Stated exercise: Render everything from the start of the entries down to the line containing "439), (192, 465)]", inclusive, as a two-column CSV with the headers text and answer. Use one row per entry, put each field in quotation marks, replace line breaks with spaces, and leave the pictures out.

Provided data:

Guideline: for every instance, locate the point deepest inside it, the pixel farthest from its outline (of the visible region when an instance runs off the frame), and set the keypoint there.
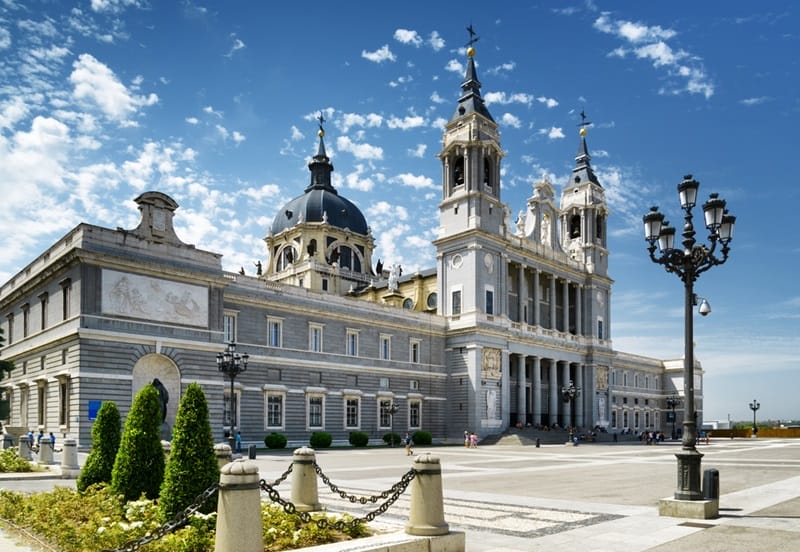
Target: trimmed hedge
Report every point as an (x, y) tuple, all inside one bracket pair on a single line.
[(359, 438), (422, 438), (275, 441), (106, 436), (320, 439), (192, 465)]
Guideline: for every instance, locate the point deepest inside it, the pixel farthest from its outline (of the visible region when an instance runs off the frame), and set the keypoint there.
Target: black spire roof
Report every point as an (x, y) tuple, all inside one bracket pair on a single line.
[(320, 201)]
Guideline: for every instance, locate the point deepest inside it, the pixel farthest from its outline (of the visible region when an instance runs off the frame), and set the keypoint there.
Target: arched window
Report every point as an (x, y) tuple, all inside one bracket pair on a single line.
[(458, 170), (575, 226)]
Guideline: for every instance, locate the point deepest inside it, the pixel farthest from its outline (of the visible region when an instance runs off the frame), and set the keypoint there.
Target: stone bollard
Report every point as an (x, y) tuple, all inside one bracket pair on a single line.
[(239, 509), (25, 451), (426, 516), (69, 460), (45, 452), (223, 452), (304, 480)]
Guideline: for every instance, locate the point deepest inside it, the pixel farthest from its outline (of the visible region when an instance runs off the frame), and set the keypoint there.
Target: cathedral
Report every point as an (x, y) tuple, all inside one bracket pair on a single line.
[(509, 327)]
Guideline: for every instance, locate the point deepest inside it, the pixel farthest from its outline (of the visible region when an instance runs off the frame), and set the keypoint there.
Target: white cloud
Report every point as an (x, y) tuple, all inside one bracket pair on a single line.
[(549, 102), (380, 55), (510, 120), (418, 182), (650, 43), (96, 84), (405, 36), (359, 151), (755, 101), (419, 151), (436, 42), (406, 123)]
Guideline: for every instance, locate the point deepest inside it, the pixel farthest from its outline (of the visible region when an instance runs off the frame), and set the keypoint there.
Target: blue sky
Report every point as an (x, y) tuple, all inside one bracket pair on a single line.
[(213, 104)]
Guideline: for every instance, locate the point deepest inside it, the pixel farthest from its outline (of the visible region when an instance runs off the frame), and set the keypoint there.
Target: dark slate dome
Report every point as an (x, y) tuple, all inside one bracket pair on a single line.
[(321, 201), (317, 203)]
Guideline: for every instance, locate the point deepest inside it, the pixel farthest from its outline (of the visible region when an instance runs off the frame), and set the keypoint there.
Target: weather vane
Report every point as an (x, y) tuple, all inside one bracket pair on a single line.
[(472, 37)]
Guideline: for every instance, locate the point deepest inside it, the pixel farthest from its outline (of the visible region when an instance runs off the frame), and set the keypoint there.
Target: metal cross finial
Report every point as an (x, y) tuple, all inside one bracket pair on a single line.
[(584, 122), (472, 37)]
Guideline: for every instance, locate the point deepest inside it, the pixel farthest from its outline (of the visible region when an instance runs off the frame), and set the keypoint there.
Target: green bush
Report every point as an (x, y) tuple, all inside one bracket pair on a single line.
[(359, 438), (275, 440), (192, 465), (422, 438), (139, 465), (320, 439), (106, 435), (11, 462)]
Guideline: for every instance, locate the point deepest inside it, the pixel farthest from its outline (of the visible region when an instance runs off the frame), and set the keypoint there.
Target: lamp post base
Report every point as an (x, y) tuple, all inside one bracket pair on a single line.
[(689, 475)]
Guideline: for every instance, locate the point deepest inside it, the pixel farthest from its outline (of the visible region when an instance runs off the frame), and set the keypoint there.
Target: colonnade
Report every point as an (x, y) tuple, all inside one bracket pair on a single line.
[(539, 385)]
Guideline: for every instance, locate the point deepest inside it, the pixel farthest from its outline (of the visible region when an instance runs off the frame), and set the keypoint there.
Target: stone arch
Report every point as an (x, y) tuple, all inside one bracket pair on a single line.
[(161, 367)]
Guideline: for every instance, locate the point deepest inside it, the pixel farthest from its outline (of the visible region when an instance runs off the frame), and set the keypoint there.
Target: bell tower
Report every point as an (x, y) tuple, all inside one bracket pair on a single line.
[(584, 213)]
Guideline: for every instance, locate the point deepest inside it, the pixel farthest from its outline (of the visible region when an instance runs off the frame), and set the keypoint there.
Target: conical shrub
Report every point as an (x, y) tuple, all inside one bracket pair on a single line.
[(106, 435), (139, 465), (192, 465)]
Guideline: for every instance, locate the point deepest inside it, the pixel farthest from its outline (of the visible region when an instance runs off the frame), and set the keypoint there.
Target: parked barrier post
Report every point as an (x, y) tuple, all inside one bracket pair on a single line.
[(304, 480), (69, 460), (239, 508), (426, 517)]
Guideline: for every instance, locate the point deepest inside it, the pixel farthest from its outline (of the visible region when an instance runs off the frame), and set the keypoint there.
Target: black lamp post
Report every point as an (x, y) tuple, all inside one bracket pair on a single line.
[(232, 364), (688, 262), (568, 394), (672, 402), (755, 406)]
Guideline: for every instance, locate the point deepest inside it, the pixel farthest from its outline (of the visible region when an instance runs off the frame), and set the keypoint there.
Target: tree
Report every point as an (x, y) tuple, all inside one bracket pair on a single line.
[(192, 465), (139, 465), (106, 435)]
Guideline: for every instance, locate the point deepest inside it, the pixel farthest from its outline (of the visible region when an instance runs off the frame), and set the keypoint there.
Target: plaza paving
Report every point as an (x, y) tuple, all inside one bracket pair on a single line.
[(591, 497)]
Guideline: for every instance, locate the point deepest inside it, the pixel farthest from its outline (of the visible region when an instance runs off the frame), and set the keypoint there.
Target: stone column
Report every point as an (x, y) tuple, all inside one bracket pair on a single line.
[(566, 406), (521, 402), (304, 480), (579, 421), (69, 460), (426, 515), (553, 392), (537, 320), (239, 508), (536, 391)]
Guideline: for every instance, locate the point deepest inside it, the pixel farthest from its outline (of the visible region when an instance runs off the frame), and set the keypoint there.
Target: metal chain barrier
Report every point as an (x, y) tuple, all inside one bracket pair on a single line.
[(355, 498), (180, 519), (391, 497)]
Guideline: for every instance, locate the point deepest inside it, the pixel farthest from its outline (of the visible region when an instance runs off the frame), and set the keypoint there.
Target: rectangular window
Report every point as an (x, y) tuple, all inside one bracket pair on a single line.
[(351, 413), (44, 301), (386, 347), (275, 331), (414, 351), (315, 338), (385, 421), (229, 328), (414, 414), (63, 402), (352, 343), (456, 306), (315, 406), (275, 411)]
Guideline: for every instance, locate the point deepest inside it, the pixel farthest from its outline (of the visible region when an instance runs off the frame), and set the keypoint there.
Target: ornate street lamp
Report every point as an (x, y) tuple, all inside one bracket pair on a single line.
[(755, 406), (568, 395), (672, 402), (688, 262), (232, 364)]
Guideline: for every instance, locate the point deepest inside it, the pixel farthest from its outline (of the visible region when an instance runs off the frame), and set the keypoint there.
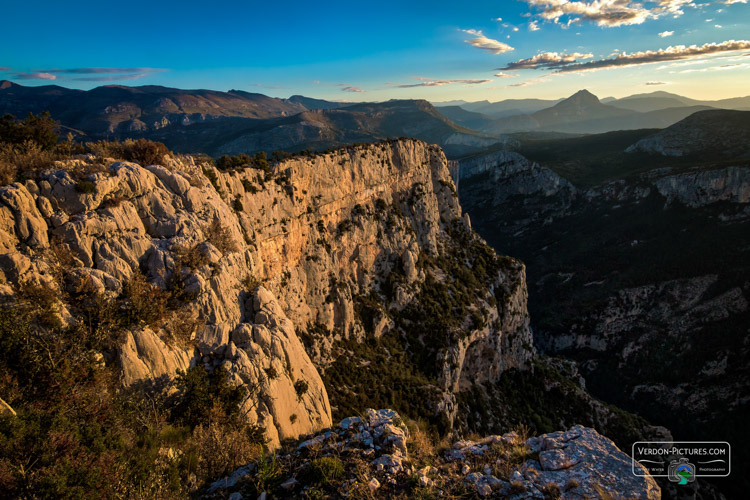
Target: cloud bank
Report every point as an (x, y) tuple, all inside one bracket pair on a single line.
[(482, 42), (568, 63), (608, 13)]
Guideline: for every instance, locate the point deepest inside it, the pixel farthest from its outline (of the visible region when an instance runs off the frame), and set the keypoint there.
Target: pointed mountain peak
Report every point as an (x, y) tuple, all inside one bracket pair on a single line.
[(583, 97)]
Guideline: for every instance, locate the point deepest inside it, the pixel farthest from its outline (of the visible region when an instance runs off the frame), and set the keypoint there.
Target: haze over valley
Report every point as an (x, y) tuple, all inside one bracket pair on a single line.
[(401, 251)]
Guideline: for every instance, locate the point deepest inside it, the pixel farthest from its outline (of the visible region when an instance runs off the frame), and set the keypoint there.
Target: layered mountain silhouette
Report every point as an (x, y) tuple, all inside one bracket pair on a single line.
[(713, 134), (233, 122), (584, 113)]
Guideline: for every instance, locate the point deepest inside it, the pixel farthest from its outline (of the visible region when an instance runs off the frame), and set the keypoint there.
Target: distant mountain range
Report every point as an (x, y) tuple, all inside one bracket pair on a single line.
[(234, 122), (717, 134), (582, 113)]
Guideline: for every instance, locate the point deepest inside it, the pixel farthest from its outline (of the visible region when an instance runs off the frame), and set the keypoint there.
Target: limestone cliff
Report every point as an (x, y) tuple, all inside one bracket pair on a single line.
[(331, 249), (640, 276)]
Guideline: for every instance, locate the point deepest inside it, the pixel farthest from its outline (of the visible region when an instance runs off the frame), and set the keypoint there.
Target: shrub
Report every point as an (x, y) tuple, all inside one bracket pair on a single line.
[(300, 387), (27, 156), (249, 187), (250, 283), (85, 187), (143, 302), (322, 471), (39, 129), (220, 237), (146, 152), (141, 151), (7, 173)]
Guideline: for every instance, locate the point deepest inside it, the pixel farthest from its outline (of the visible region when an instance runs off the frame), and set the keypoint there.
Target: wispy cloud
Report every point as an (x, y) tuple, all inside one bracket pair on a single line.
[(550, 60), (723, 67), (98, 74), (34, 76), (98, 71), (264, 86), (482, 42), (109, 78), (546, 60), (607, 13), (429, 82)]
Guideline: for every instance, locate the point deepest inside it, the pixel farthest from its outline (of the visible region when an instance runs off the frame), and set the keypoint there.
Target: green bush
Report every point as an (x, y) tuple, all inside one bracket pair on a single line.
[(322, 471), (39, 129), (300, 387), (86, 187)]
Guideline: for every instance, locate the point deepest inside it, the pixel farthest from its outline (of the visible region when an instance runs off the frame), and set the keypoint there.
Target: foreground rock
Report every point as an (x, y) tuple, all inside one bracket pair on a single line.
[(376, 455), (279, 270)]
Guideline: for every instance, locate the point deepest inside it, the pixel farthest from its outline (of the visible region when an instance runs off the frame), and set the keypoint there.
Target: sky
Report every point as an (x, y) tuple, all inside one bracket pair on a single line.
[(363, 51)]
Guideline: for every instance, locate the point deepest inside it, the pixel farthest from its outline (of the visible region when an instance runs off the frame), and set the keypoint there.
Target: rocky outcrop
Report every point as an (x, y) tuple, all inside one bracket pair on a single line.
[(641, 280), (506, 188), (716, 133), (578, 463), (261, 255), (699, 188)]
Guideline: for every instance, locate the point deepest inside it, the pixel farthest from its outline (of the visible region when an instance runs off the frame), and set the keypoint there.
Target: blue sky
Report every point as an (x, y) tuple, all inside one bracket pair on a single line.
[(359, 51)]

The output:
text,answer
"Guideline: for every instance, locate the point deepest inside it, the pixel farthest from its outline (of the visible region when an instance runs off the frame), and set the keypoint there. Target: trimmed hedge Report every point as an (x, y) tuple, all inside one bracket pair on a single line.","[(359, 438), (422, 438), (275, 441), (106, 436), (320, 439), (192, 465)]"